§ Text extract
After approaching Rudder for advice, Meadow brought him on to handle the sale of the condos, which proved challenging, since many of the buyers were representatives of foreign governments, who look at their office markets more as an investment to build equity in and want to take advantage of not having to pay property taxes. Kaplan credits Rudder’s knowledge and professionalism with getting the deals done.

“As you could imagine, dealing with foreign governments is difficult, because there are multiple layers of approvals and it took forever to make decisions — it was beyond what you’re used to with a business tenant,” said Kaplan. “Michael’s mindset, his patience in dealing with those groups — there’s no way we could have done that. We had existing tenants we were trying to convince to buy their spaces. He had to sell them on the concept, not just on the space. Some of these deals took literally years to play out. Some of them toured their spaces 20 times.”

Rudder sold 28 office units at 866 United Nations Plaza totaling 84,000 square feet for an average price of $1,000 per foot, Kaplan said. Rudder also then advised on the March 2017 bulk sale of the rest of the building.

Once that project was complete, Rudder purchased his current 1,500-square-foot office condo in the Bar Building, at 36 West 44th Street for $1.5 million in March 2018. He views the space as an example for prospective office condo buyers.

“I liked the space and had a vision to do a nice, modern, clean buildout, and almost use it as our showroom to show what purchasers can turn old office space into,” Rudder said.

That sort of persuasion is needed. According to Rudder, New York City is rare in failing to embrace office condominiums on a larger scale.

“Office condos are big in markets like Miami and L.A., and they’re really prevalent in Europe and Asia,” he said. “But in New York, for a variety of reasons, it’s always been a smaller niche.”

Part of the reason is because “Leasing oftentimes gives you a better selection,” said CBRE’s Midgley. Leasing “is a lot cheaper upfront. You don’t have to come out of pocket $20 million to control your space. That upfront capital deters” potential buyers.

Of the city’s 500-million-square-foot office market, office condos consist of approximately 10 million square feet spread out over 100 buildings citywide. On average, one new office building converts to condominiums in the city every year. Given this, Rudder notes that the demand for office condominiums in New York consistently exceeds the supply.

§ Supplied data
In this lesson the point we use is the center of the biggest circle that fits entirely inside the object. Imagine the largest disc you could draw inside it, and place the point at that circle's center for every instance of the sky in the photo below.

§ Tasks and exercises
1 > According to the article on New York office condos, how many office units did Rudder sell at 866 United Nations Plaza, and at what average price?
2 > Pick up the article on New York office condos after its last sentence and write what comes next.

§ Results of the exercise
1 > He sold 28 office units at an average price of $1,000 per foot.

2 >
“The problem with that 10 million square feet is that it’s predominantly sold out,” he said. “There are very [few] fairly priced, quality buildings available for sale right now. That is the number one issue with this business. If you are a business that wants to own an occupier space anywhere from 34th Street to the southern tip of Manhattan in any size range, there’s probably less than three options [available].”

A significant aspect of Rudder’s job, therefore, is instructional, as he educates office building owners and tenants about the opportunity inherent in selling or buying office condos.

“A huge part of what I do is convincing building owners to convert buildings,” Rudder said. “We have a road show we do where we talk about the benefits, risks, pitfalls, and success stories — all aspects of the office condo business. The number one objection I hear is, it’s just not the trend. Some of the most active owners — Durst, SL Green, Savanna, for example — have all explored doing office condos. They get it, they like it, they understand the concept, it’s just not what they do.”

Rudder faces similar reluctance on the buyer side, noting that only a small segment of his buyers are tenants who decide to purchase their current space.

“We have done that, where tenants have been longtime renters and then get the opportunity to buy,” Rudder said. “They get great financing and it costs them basically the same as what they’ve been paying for rent. But in my experience, people who were renters never really thought about owning, and their typical objection is emotional. There is no financial objection, because it ends up costing less than paying rent. It’s a wonderful long-term investment — the numbers are there. The person who is really hot and heavy and eager to buy is probably not the existing tenant, but rather an outside buyer.”

While the market may be small, Rudder’s handle on it keeps him busy. When Cape Advisors sought to purchase an office, Kronman turned to his childhood friend to help them find the right space. With Rudder’s help, the company bought a 6,000-square-foot office space at 375 Greenwich Street earlier this year.

“I generally try not to do business with close friends because in real estate things can go sideways. It’s just the nature of the business,” said Kronman. “Michael is the one friend I trust enough to do business with where, if it went sideways, it wouldn’t affect our friendship.”

It did not go sideways. Rudder worked tirelessly on Cape’s behalf, spending 18 months presenting Kronman with options until 375 Greenwich Avenue, which Kronman viewed as a perfect fit for Cape Advisors, surfaced.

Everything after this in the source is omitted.